Comedienne and former The View co-host Rosie O’Donnell is now admitting to having had a facelift despite calling the plastic surgery procedure a “betrayal” of feminism in the past.
Before the outspoken, left-wing comedienne lost 50 pounds she vowed to fans that she would not get a facelift to get rid of her sagging, excess skin. But after the weight loss, she did it anyway. And now she is calling it her “secret shame.”
“I used to feel very strongly about facelifts,” O’Donnell recently wrote on Substack. “Not casually — morally. I had assigned myself as head of all women who would never – ever. I thought it was a betrayal. Of feminism. Of aging. Of our team of women worldwide. And then I lost 50 pounds.”
She went on to explain that “It wasn’t wrinkles— it was gravity. I’d look in the mirror and think, this isn’t aging, this is melting with intention. I tried to be evolved about it. And say things like, ‘This is natural. This is earned.’ And then… ‘umm how earned does it have to look?’ There’s a point where acceptance starts to feel like lying.”

• Work to be completed
Reproduce the passage from the article on Rosie O’Donnell’s facelift word for word, starting at "Comedienne and former" and ending at "in the past.".

• Data block
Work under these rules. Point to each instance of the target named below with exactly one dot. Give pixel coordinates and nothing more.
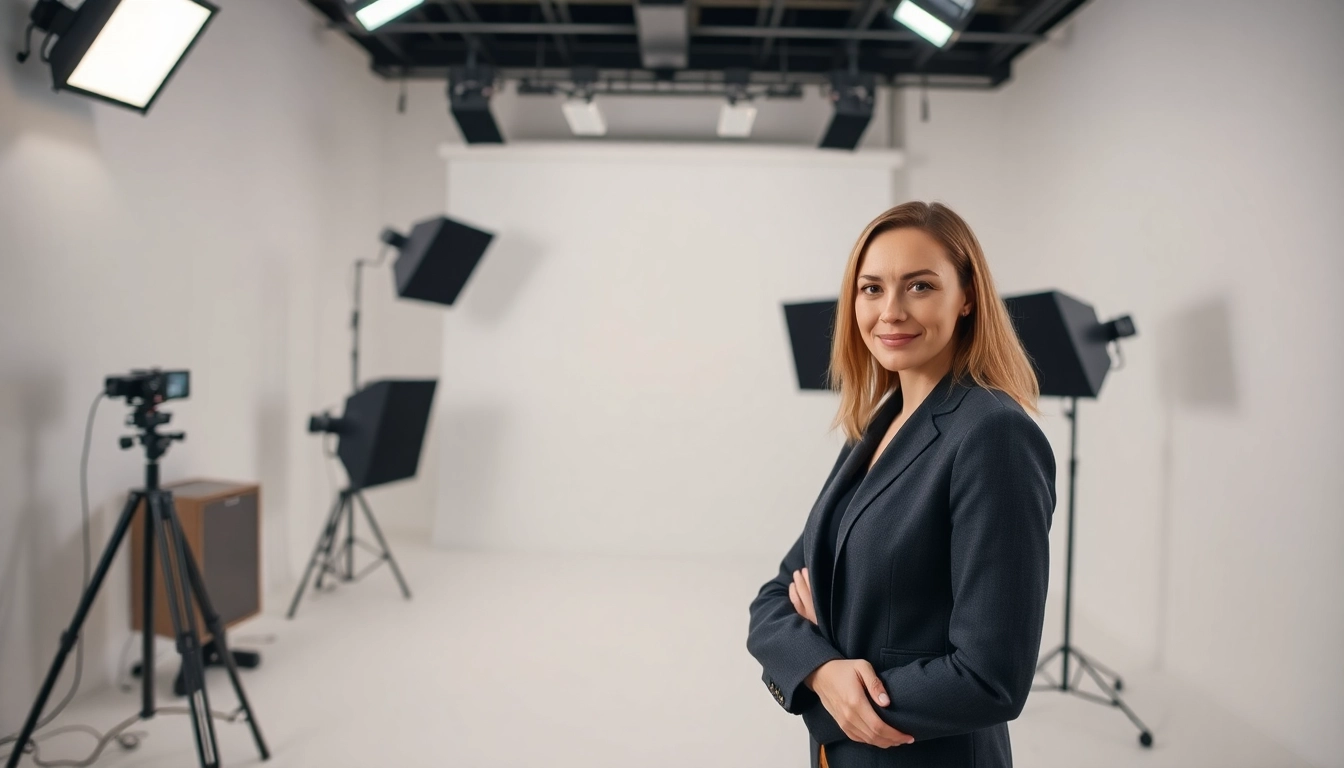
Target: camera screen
(176, 385)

• Solution below
Comedienne and former The View co-host Rosie O’Donnell is now admitting to having had a facelift despite calling the plastic surgery procedure a “betrayal” of feminism in the past.